Exercise: The required output is the line containing "Task: point to every instance of the discarded" through the final line of the material below, printed exactly, with no other lines.

[Start Given data]

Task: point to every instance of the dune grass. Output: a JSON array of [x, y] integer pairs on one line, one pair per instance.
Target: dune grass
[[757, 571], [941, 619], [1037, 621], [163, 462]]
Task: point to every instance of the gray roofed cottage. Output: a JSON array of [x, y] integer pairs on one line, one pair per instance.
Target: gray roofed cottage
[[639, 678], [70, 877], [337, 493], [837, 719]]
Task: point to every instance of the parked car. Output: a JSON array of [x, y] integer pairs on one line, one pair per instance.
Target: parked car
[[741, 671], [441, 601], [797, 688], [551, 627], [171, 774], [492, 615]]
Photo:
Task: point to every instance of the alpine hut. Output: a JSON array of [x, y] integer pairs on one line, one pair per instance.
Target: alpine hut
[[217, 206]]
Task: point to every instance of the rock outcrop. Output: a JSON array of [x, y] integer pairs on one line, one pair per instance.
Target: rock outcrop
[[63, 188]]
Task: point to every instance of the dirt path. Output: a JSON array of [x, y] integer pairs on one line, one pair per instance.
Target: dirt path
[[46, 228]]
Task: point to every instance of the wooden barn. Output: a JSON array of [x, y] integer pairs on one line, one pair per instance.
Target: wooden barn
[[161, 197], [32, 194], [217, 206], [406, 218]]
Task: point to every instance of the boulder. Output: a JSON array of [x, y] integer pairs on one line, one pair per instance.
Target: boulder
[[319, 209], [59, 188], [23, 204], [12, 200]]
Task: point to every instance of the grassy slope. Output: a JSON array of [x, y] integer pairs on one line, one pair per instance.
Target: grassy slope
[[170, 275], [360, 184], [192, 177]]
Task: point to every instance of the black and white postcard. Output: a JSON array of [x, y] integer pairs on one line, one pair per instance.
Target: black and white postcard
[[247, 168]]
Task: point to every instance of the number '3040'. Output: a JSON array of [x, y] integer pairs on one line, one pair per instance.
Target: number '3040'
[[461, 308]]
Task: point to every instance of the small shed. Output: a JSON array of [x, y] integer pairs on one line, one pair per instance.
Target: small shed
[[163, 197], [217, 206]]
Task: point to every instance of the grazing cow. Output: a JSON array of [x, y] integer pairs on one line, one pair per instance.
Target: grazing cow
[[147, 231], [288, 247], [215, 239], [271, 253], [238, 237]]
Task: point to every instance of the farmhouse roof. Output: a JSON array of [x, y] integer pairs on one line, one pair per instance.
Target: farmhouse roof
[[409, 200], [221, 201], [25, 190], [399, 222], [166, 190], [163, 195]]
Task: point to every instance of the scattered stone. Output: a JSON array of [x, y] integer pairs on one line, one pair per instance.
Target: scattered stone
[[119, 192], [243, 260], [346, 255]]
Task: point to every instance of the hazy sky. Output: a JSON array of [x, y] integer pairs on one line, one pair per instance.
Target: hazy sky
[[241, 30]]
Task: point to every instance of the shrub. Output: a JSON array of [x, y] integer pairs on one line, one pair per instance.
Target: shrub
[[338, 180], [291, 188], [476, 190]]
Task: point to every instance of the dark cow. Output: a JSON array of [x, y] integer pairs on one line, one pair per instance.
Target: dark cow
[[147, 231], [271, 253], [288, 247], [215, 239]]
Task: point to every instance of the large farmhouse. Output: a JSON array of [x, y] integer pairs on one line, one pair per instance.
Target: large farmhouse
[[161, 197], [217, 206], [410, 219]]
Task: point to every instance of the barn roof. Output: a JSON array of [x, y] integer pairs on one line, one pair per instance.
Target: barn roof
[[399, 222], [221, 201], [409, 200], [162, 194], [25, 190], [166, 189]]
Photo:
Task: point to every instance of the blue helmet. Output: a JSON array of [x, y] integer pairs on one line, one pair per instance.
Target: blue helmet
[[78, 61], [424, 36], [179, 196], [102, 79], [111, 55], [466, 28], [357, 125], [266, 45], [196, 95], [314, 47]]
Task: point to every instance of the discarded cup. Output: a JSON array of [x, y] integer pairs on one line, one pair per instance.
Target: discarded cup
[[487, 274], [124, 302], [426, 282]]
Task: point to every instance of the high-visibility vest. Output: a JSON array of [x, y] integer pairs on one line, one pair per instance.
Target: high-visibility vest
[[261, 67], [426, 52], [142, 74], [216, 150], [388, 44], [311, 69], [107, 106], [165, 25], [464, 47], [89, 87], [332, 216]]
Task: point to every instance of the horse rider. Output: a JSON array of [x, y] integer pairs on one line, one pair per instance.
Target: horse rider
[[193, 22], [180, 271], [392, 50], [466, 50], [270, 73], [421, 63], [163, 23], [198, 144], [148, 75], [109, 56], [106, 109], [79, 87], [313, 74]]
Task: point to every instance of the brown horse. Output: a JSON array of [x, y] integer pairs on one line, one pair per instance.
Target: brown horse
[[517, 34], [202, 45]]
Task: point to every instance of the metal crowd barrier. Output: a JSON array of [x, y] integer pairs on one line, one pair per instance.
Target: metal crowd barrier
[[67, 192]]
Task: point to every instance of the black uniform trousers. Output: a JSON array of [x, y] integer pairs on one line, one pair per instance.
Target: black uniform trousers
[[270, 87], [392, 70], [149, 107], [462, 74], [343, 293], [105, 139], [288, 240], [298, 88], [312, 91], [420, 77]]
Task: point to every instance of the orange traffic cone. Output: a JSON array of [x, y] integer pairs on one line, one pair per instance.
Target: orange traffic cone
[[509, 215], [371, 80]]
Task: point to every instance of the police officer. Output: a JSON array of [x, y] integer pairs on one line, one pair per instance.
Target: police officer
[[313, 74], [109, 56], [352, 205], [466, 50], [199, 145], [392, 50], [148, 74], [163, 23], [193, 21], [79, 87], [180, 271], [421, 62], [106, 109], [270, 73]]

[End Given data]

Answer to the problem:
Task: point to every instance of the discarded cup. Output: a JSON array of [x, y] integer pairs on one line, one pair per instance.
Target: discarded cup
[[487, 274], [124, 302], [426, 282]]
Task: point to every instance of the high-visibility vest. Output: a JSON array of [x, y] integer pairs on one line, one pair per instance.
Target: high-visibility vest
[[261, 67], [426, 52], [142, 74], [216, 150], [388, 44], [311, 69], [107, 106], [165, 25], [464, 47], [89, 87], [332, 216]]
Task: point to every instance of the horse rider. Output: a JSON array of [x, y] integer pairs on one line, one pair per instance.
Target: horse rider
[[193, 22], [180, 271], [392, 50], [466, 50], [270, 73], [421, 63], [163, 23], [198, 144], [148, 75], [109, 56], [106, 109], [79, 87], [313, 74]]
Task: point to every instance of the brown horse. Output: a JSON array of [x, y] integer pairs on one line, one pair per instance.
Target: brown horse
[[517, 34], [202, 45]]
Task: point to every instance of the metal crowd barrier. Output: a JSON array of [x, y] integer pairs on one line, one pair per instance.
Target: metal crowd barrier
[[67, 192]]
Task: point to every instance of the black uniform trousers. Output: a JSON array of [x, y] integer pairs on one line, one pair per instance.
Target: black uniform trousers
[[270, 87], [392, 70], [149, 107], [462, 74], [343, 293], [105, 139], [288, 240], [298, 88], [312, 91], [420, 77]]
Task: point to every instance of the orange traffic cone. Output: a JSON array of [x, y] integer pairs on one line, one pair per instance.
Target: orange traffic cone
[[509, 215], [371, 80]]
Task: point to every instance of the police officer. Output: a JSON array of [x, y] integer pairs on one line, one pair per instance.
Target: police officer
[[313, 74], [109, 56], [352, 205], [466, 50], [199, 145], [392, 50], [148, 74], [163, 23], [193, 21], [79, 87], [180, 271], [421, 62], [106, 109], [270, 73]]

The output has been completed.